List of tasks
**A)** Sum up the fraud prevention tips in two sentences.
**B)** In the entries, rewrite the lines from the first one holding "</instance>" through the end of the entries, inclusive, putting "foreground clicks" in place of "positive clicks". Give back only those lines.

4. Install safeguards to limit computer misuse.
Our dependence on computer technology has meant that almost all major fraud committed today involves the misuse of computers by staff who:
- establish phony accounts
- drain legitimate accounts
- purchase assets for private use
- change ownership of assets or ship assets to false addresses
- create phantom sales transactions
- give individuals rewards they have not earned.
The key to preventing this is to restrict access to sensitive transactions to those with a legitimate need and to monitor employee activities to ensure that misdeeds are detected and addressed. Tackle this issue through considering the use of:
- passwords which authenticate those seeking access to the network. To limit misuse of passwords, you may need to change them frequently, depending on the sensitivity of the material.
- firewalls which are programs that sit between your network and the Internet or other networks to reduce unauthorised access.
- encryption which prevents data intercepted by a criminal from being read, by encoding it with a special key known only to legitimate users.
- audit software which detects and responds immediately to suspicious or threatening computer transactions.
Databases integrated across departments also allow organisations to cross-reference information, and thus provide security-checks against fraudulant behaviour.
5. Review your vendor lists periodically.
A common fraud technique is to establish a fictitious vendor account. When signing a cheque payment, would you know the difference between IBM itself and a phony IBM Computer Inc.? And importantly, how would you know if the products were authorised or the services performed? Regularly print out and review your vendor master list to check that each vendor is authorised to supply goods and services, and compare this list with all payments made. Any discrepancy could be a cause for concern.
6. Regularly review bank statements.
Spotting fraud is like spotting pornography: 'I can't define it, but I know it when I see it'. Regularly review bank statements and cancelled cheques, enabling you to examine payees, endorsements, and cheque sequence.
7. Consider taking out insurance against fraud.
Insurance protecting employers against fraud is relatively inexpensive and worthwhile for all employees with finance-related responsibilities.
8. Take a stand against fraud.
The message about fraud and corruption must come loud and clear from the top and be reinforced with action. Be adamant that you treat the problem seriously. Define it clearly. Call it fraud if you find it. Use newsletters and seminars to explain your commitment to tackling it. Open up channels which allow staff identifying fraud to communicate their suspicions - around line managers if necessary. Never brush fraud under the carpet or be easy on it. Be seen to act when you uncover it. Remember, everyone in your organisation has a role in the process of spotting and preventing fraud.

Records shown

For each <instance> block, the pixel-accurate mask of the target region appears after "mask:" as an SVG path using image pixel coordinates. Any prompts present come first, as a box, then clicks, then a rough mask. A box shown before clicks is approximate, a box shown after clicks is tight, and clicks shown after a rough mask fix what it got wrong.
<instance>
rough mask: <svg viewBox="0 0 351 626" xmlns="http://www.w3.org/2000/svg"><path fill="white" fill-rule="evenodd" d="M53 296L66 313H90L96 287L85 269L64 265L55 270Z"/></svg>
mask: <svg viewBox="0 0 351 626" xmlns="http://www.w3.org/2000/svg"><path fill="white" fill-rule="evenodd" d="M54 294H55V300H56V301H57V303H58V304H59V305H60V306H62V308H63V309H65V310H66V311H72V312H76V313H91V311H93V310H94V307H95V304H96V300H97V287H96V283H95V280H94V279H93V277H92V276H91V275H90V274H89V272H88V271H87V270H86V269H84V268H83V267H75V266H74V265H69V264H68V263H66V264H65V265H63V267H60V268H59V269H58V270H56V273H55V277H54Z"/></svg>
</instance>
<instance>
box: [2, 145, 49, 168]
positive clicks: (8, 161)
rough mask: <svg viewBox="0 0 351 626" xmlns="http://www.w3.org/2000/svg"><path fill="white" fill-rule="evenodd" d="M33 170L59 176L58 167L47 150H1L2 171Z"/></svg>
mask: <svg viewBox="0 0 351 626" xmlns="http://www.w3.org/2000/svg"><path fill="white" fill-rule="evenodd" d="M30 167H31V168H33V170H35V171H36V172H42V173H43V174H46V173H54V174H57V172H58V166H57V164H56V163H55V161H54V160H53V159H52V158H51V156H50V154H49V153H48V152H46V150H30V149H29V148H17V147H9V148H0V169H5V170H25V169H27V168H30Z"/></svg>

Answers per task
**A)** Much fraud today involves staff misusing computers, so access to sensitive transactions should be limited and monitored with passwords, firewalls, encryption and audit software. Vendor lists and bank statements should be reviewed regularly, fraud insurance considered, and leaders should make a clear, visible stand against fraud.

**B)**
</instance>
<instance>
box: [2, 145, 49, 168]
foreground clicks: (8, 161)
rough mask: <svg viewBox="0 0 351 626" xmlns="http://www.w3.org/2000/svg"><path fill="white" fill-rule="evenodd" d="M33 170L59 176L58 167L47 150H1L2 171Z"/></svg>
mask: <svg viewBox="0 0 351 626" xmlns="http://www.w3.org/2000/svg"><path fill="white" fill-rule="evenodd" d="M30 167H31V168H33V170H35V171H36V172H42V173H43V174H46V173H54V174H57V172H58V166H57V164H56V163H55V161H54V160H53V159H52V158H51V156H50V154H49V153H48V152H46V150H30V149H29V148H17V147H9V148H0V169H5V170H25V169H27V168H30Z"/></svg>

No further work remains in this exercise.